Go through the following data and transcribe exactly the stretch of lines from the one holding "Query: muddy ground" to the one holding "the pig's hind", both included.

» **Saved entries**:
═══

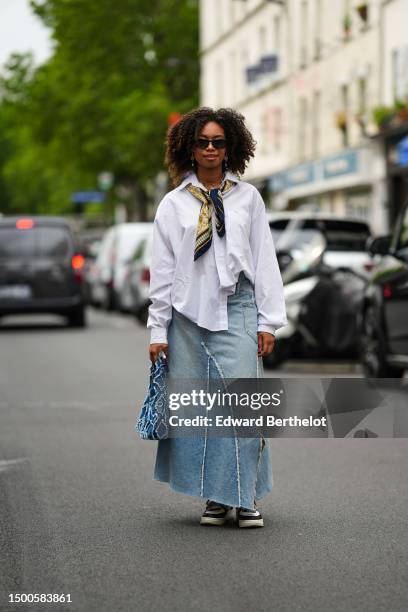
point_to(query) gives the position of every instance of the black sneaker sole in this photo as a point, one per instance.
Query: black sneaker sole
(242, 523)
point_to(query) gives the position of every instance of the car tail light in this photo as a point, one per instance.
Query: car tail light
(24, 223)
(146, 275)
(77, 264)
(387, 291)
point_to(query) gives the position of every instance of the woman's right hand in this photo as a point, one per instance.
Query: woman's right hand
(155, 350)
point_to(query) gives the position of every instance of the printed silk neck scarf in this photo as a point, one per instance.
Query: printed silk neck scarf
(204, 227)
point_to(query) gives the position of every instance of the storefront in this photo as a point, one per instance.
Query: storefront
(395, 148)
(347, 184)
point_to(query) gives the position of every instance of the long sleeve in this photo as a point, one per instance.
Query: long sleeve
(268, 283)
(161, 280)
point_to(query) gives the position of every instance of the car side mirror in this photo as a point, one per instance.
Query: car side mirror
(380, 245)
(284, 259)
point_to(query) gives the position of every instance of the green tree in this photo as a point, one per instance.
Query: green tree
(100, 103)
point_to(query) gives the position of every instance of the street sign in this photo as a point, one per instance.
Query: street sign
(105, 180)
(84, 197)
(403, 152)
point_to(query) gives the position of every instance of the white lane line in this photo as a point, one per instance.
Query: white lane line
(9, 464)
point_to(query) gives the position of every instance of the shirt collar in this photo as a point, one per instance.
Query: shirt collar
(191, 177)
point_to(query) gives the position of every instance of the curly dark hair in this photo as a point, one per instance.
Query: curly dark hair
(181, 138)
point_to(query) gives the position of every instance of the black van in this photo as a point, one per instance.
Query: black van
(41, 268)
(384, 335)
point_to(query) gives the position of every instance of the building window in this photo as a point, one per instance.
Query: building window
(318, 29)
(303, 33)
(316, 124)
(358, 205)
(362, 117)
(302, 131)
(220, 84)
(262, 41)
(277, 34)
(400, 73)
(344, 113)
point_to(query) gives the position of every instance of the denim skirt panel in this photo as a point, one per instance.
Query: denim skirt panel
(232, 471)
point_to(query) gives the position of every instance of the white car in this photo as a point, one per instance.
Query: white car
(117, 246)
(135, 290)
(345, 237)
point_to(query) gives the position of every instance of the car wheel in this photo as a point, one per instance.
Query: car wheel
(373, 348)
(279, 354)
(109, 301)
(142, 315)
(77, 318)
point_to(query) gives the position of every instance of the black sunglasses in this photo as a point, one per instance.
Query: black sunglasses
(202, 143)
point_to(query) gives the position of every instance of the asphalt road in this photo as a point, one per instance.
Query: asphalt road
(80, 514)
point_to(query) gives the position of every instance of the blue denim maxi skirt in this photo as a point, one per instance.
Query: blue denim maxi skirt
(233, 471)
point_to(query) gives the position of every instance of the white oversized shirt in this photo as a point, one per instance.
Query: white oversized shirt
(199, 289)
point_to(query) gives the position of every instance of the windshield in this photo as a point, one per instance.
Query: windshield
(34, 242)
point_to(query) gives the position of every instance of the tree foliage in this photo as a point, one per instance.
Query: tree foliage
(100, 102)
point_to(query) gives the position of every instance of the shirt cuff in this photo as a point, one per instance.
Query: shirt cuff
(158, 335)
(268, 328)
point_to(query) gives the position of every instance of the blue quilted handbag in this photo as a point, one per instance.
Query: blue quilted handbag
(152, 422)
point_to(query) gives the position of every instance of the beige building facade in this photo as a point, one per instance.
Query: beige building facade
(306, 74)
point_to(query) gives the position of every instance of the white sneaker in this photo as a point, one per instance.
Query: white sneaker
(249, 518)
(215, 514)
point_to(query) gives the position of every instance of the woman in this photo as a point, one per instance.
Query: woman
(217, 300)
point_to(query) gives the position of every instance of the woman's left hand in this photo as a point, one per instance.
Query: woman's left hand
(266, 342)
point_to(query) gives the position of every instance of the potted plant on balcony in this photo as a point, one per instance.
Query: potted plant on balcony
(401, 109)
(383, 116)
(341, 120)
(346, 26)
(362, 10)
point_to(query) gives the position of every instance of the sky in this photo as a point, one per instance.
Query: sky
(20, 30)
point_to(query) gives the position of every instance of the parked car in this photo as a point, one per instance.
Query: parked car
(322, 307)
(345, 238)
(136, 286)
(91, 253)
(118, 244)
(384, 324)
(41, 268)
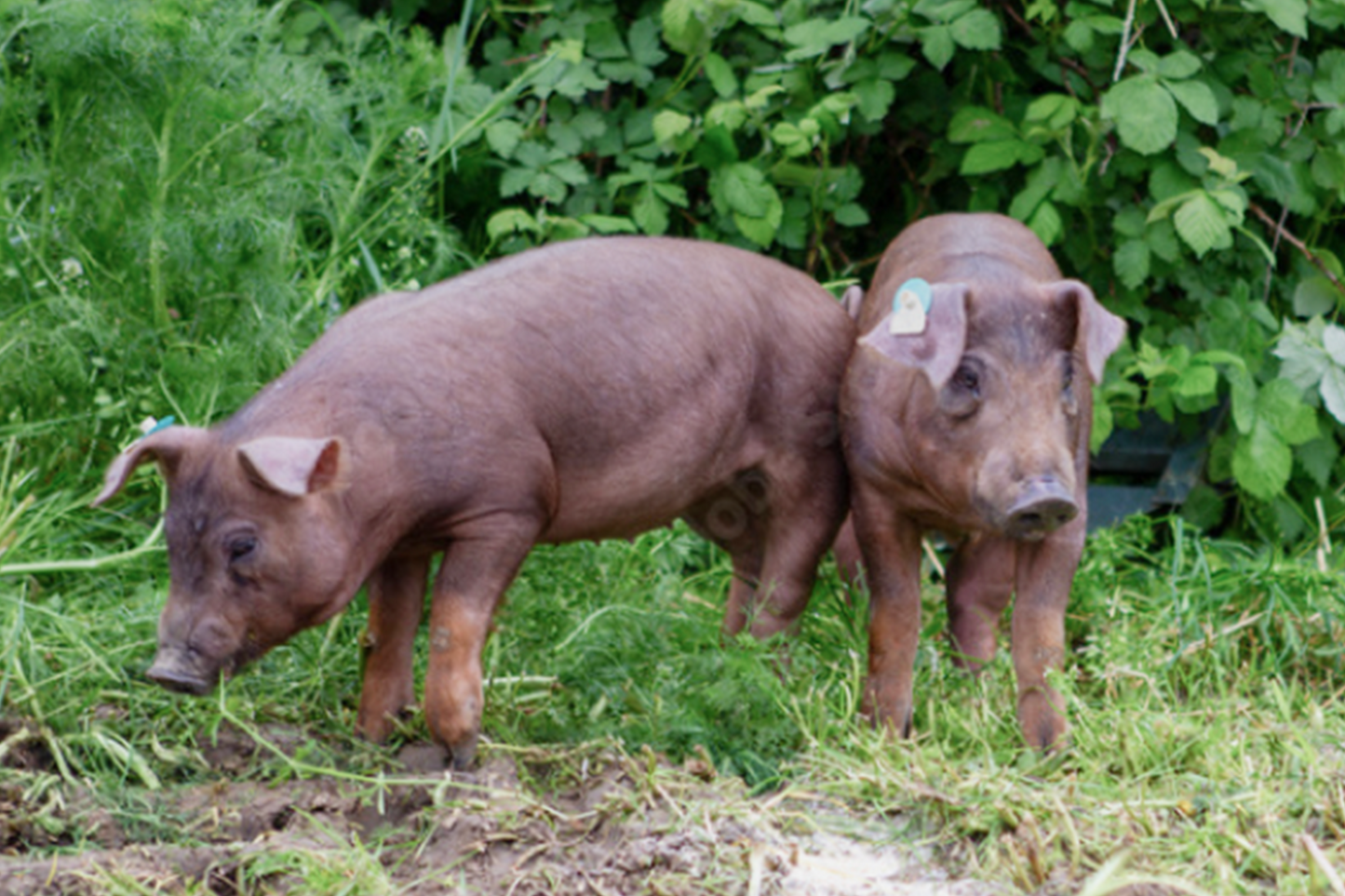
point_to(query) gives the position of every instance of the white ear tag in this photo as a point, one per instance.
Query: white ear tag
(909, 308)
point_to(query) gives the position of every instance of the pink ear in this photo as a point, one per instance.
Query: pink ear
(293, 467)
(1100, 332)
(167, 446)
(937, 349)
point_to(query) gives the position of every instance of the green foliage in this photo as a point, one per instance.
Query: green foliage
(184, 175)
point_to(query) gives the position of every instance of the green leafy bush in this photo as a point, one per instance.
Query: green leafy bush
(1181, 157)
(193, 189)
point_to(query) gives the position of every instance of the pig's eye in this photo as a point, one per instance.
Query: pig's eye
(962, 395)
(967, 379)
(241, 548)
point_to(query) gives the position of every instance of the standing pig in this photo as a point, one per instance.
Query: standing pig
(966, 409)
(589, 389)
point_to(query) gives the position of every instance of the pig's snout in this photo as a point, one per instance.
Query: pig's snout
(1042, 506)
(179, 670)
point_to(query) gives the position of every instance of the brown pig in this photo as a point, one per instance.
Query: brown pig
(584, 391)
(966, 409)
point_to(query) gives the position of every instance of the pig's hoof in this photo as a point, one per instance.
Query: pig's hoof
(1042, 726)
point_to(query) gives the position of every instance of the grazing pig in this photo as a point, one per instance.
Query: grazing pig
(589, 389)
(966, 409)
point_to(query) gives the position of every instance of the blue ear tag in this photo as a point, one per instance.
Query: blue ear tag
(910, 308)
(151, 425)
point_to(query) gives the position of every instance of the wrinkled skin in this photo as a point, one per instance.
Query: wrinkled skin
(585, 391)
(976, 428)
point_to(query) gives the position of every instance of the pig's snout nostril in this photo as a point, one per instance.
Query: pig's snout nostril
(175, 673)
(1042, 507)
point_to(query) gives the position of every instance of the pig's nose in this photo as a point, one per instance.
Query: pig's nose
(171, 670)
(1042, 506)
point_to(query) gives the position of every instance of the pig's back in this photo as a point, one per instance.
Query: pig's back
(643, 368)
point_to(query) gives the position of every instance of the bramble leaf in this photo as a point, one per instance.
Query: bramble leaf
(1262, 463)
(1145, 114)
(1197, 99)
(1203, 225)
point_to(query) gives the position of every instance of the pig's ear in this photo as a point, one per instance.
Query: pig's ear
(167, 446)
(1100, 332)
(293, 467)
(852, 301)
(937, 349)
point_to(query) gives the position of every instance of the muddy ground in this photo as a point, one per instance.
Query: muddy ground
(593, 821)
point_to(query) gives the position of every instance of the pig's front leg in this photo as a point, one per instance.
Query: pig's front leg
(891, 546)
(396, 600)
(981, 578)
(1045, 573)
(470, 584)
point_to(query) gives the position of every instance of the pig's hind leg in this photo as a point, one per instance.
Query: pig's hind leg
(477, 568)
(396, 602)
(733, 519)
(807, 504)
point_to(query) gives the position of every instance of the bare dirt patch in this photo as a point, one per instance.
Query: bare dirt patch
(592, 821)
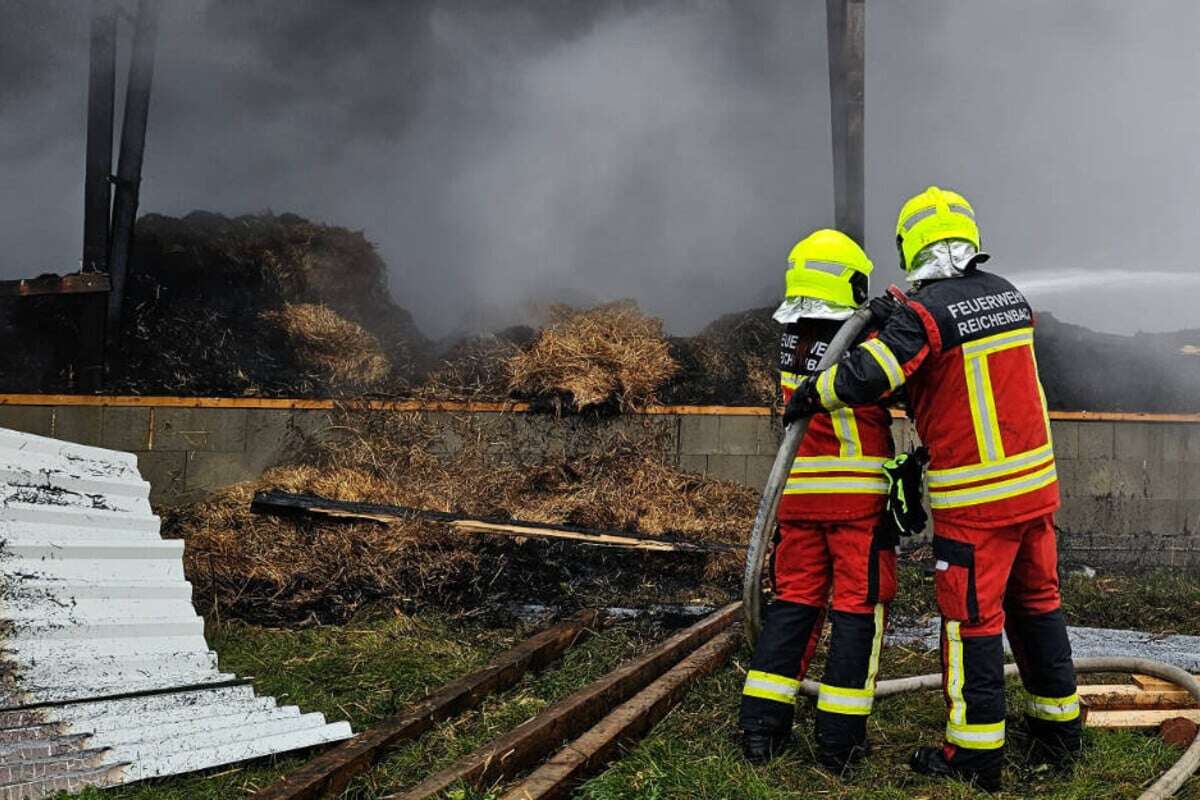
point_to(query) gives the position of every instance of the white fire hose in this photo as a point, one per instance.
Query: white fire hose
(760, 543)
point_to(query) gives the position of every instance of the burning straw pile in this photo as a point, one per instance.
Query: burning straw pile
(261, 305)
(281, 571)
(610, 355)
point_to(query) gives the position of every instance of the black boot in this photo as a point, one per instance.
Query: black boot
(931, 761)
(840, 761)
(760, 746)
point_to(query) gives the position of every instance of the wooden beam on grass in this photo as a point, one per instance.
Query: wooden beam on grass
(1127, 696)
(1155, 684)
(333, 770)
(529, 741)
(631, 721)
(1139, 719)
(288, 503)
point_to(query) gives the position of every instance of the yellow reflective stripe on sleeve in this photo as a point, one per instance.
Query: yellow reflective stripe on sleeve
(1001, 491)
(825, 389)
(976, 737)
(837, 699)
(846, 426)
(1055, 709)
(768, 686)
(939, 477)
(955, 674)
(887, 361)
(790, 379)
(837, 464)
(841, 485)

═══

» **REPLY**:
Query: muddy ground
(593, 821)
point_to(query) gives the position of every instance of the pig's front leg in this photo as a point, one per instance.
Query: pig's front leg
(891, 546)
(396, 600)
(981, 578)
(1045, 573)
(470, 584)
point_to(query) gives the position of every instance of the pig's hind leg in this photo as a point, one per instance.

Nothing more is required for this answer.